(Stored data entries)
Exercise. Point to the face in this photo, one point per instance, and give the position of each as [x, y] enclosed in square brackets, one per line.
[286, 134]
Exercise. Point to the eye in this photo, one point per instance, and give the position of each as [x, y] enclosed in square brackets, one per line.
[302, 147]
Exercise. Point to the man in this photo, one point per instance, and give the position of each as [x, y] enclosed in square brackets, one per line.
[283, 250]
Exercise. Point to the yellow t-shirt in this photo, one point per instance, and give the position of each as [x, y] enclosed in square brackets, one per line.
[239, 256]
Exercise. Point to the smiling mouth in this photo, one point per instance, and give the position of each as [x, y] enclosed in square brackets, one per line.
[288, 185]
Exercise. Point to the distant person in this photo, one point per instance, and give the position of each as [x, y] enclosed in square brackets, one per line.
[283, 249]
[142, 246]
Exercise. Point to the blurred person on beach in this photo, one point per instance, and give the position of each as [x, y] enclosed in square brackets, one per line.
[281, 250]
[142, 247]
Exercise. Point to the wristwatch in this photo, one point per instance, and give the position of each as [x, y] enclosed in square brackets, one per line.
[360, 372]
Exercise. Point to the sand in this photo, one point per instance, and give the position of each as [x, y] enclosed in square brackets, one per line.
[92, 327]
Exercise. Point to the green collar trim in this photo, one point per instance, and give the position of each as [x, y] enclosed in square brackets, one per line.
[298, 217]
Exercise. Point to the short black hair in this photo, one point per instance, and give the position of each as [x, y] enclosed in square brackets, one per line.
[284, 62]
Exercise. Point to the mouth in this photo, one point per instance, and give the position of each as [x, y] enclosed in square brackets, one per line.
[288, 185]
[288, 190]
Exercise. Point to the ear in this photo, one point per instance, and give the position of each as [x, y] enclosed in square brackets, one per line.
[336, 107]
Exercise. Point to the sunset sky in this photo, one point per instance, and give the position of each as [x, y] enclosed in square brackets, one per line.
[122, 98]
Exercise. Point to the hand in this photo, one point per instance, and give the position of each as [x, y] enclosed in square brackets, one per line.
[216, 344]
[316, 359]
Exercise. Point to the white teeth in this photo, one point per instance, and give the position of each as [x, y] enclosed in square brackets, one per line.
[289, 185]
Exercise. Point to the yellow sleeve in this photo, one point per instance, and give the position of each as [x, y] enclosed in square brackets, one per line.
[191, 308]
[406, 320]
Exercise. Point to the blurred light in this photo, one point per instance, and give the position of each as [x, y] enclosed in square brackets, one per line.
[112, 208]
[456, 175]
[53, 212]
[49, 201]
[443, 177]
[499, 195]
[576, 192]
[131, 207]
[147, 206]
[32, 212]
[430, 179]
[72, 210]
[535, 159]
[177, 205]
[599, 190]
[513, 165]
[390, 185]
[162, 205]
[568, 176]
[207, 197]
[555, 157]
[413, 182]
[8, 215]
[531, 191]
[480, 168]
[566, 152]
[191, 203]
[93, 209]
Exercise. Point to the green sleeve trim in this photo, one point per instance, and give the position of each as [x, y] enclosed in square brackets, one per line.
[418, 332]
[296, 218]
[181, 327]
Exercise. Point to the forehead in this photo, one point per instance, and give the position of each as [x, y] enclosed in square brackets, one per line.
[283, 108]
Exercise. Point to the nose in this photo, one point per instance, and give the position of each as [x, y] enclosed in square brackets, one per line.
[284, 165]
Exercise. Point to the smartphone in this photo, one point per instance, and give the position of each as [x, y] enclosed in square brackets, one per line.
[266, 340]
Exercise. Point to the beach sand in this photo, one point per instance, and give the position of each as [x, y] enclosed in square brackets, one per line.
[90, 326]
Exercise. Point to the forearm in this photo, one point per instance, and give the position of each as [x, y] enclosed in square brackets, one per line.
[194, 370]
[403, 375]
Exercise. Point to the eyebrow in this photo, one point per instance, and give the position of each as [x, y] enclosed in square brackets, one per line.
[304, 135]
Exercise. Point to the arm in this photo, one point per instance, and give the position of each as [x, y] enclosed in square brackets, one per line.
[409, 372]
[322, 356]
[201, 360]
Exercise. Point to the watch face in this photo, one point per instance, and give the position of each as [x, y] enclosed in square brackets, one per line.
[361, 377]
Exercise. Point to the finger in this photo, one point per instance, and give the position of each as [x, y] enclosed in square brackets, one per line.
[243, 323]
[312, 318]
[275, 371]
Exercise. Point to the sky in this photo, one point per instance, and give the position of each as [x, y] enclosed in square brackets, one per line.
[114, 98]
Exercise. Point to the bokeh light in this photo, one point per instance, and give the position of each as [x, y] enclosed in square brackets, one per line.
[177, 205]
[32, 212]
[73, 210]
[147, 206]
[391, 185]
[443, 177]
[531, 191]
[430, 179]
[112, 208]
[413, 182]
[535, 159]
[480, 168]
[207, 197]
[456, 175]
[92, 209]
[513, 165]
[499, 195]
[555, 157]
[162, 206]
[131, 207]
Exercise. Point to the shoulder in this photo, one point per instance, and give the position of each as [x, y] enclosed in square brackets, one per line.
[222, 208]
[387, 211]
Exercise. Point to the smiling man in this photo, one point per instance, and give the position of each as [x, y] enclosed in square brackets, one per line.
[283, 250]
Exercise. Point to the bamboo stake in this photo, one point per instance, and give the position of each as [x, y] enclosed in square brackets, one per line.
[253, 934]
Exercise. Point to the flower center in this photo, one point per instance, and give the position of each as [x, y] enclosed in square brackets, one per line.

DIRECTIONS FOR THIS TASK:
Restate each entry exactly, skipping none.

ANSWER BOX:
Exercise. Point to the face in this photo, one point per instance, and give the position of each as [x, y] enclosed in square brackets, one per line.
[286, 134]
Exercise. Point to the eye in this photo, one point per instance, and give the position of each as [x, y] enclosed in square brackets, one per line.
[302, 147]
Exercise. Point to the man in this photo, one point per instance, and give the position of each as [x, y] enclosed in square brackets, one per line.
[283, 250]
Exercise. Point to the yellow t-shirt in this photo, one point per instance, and give the position of each as [x, y] enclosed in square brackets, one per line.
[239, 256]
Exercise. Point to the smiling mouth in this photo, one point per instance, and give the position of each as [x, y] enclosed in square brackets, one per line.
[288, 185]
Exercise. Point to the distant person in this photo, one point per instance, and give the position of each as [x, y] enclosed in square brackets, one per line.
[283, 249]
[142, 246]
Exercise. Point to the blurred person on beach in this photo, one point per instance, and give the position of each as [x, y] enclosed in square brackets, one per line.
[281, 250]
[142, 247]
Exercise. Point to the wristwatch in this photo, one point per instance, and give the position of each as [x, y] enclosed in square brackets, one per line.
[360, 372]
Exercise. Point to the sand in this photo, one point per instance, and give the position of each as [x, y] enclosed in square brackets, one per line.
[92, 327]
Exercise. Point to the green collar trim in this photo, one point per instance, and give the position of each as [x, y] enclosed in square brackets, one per line.
[298, 217]
Exercise. Point to the short black hair in this photo, one point per instance, and give the position of each as [x, y] enclosed in square brackets, one per line.
[284, 62]
Exercise. Point to the mouth in this photo, one point per instance, and give the position of each as [x, y] enclosed in square brackets, one per line.
[288, 185]
[288, 190]
Exercise. Point to the ear in this photo, one point per instance, and give the position of each as [x, y] enclosed in square brackets, one per line.
[336, 107]
Exercise. Point to the sunset sky in this photo, one point per instance, and give the position of each as [x, y] enclosed in square brackets, one per line.
[122, 98]
Exercise. Point to the hand in this photo, one point per instance, and give the position of each as [x, y] enclosed in square brackets, one per line.
[216, 344]
[316, 359]
Exercise. Point to the white teeth in this photo, one point per instance, and give the position of each as [x, y] enclosed in square brackets, one per line.
[289, 185]
Exercise. Point to the yellow sleeve in this photo, one point per instance, and give the position of each as [x, y] enclosed in square brackets, one per line.
[191, 308]
[406, 320]
Exercise. Point to the blurred light in this photo, one point per instance, and give the position of each as [x, y] enclosed in square brackets, one per line.
[112, 208]
[456, 175]
[53, 212]
[49, 201]
[443, 177]
[499, 195]
[576, 192]
[131, 207]
[147, 206]
[32, 212]
[430, 179]
[72, 210]
[535, 159]
[177, 205]
[599, 190]
[513, 165]
[390, 185]
[162, 205]
[568, 176]
[207, 197]
[555, 157]
[413, 182]
[8, 215]
[531, 191]
[480, 168]
[566, 152]
[191, 203]
[93, 209]
Exercise. Point to the green sleeve trim in this photo, one point per instance, and give the position of each as [x, y] enclosed in square brackets, one per line.
[418, 332]
[296, 218]
[181, 327]
Exercise. Point to the forehead in this photo, one point per instance, and give the position of each as [x, y] enclosed in square brackets, one per line.
[283, 108]
Exercise. Point to the nose in this photo, one point per instance, and give the position of each as [x, y] enclosed in square brackets, one per line.
[284, 165]
Exercise. Point to the smartphone in this photo, one point per instance, and give the position of each as [x, y] enclosed in square brackets, one per line.
[266, 340]
Exercise. Point to the beach sand in this photo, one point per instance, and give the position of each as [x, y] enclosed in square brackets, one per line.
[90, 326]
Exercise. Point to the forearm in this photo, one point per instance, and give the position of each as [x, y] enclosed in square brackets, one per line.
[194, 370]
[403, 375]
Exercise. Point to the eyebrow in this photo, one point per instance, and give the position of each as [x, y] enclosed in square brackets, one per line.
[304, 135]
Exercise. Point to the arm in this photo, one point per instance, and give the position of each as [x, y] enclosed in square brackets, one per line.
[409, 372]
[322, 356]
[201, 360]
Exercise. Point to the watch face in this photo, one point per instance, and give the position of each as [x, y] enclosed in square brackets, one per line.
[361, 377]
Exercise. Point to the finger in this photo, one point per instance, and give the position of each as [x, y] enclosed in square brackets, one per line.
[243, 323]
[312, 318]
[275, 371]
Exercise. Point to the sky in this photo, one point per instance, and give the position of each as [x, y] enclosed in square brackets, one per line.
[114, 98]
Exercise. Point to the bokeh light in this photo, one point per instance, and give the position of each as [x, y] enclosed in square brackets, one per line.
[177, 205]
[32, 212]
[73, 210]
[147, 206]
[391, 185]
[443, 177]
[531, 191]
[430, 179]
[112, 208]
[413, 182]
[535, 159]
[480, 168]
[207, 197]
[456, 175]
[92, 209]
[513, 165]
[499, 195]
[555, 157]
[162, 206]
[131, 207]
Exercise. Point to the shoulder in this photo, one point per instance, and give the position of each as [x, y] enclosed in square brackets, one per line.
[222, 208]
[387, 211]
Exercise. Point to the smiling man in this photo, one point per instance, and give the position of each as [x, y] enclosed in square brackets, one per line.
[283, 250]
Exercise. Point to the bamboo stake in this photo, one point per instance, and give the position of each as [x, y] enclosed in square brackets, one per line.
[253, 934]
Exercise. Point to the flower center in this photo, one point per instance, and give the position of each as [x, y] enclosed in square brackets, one per line.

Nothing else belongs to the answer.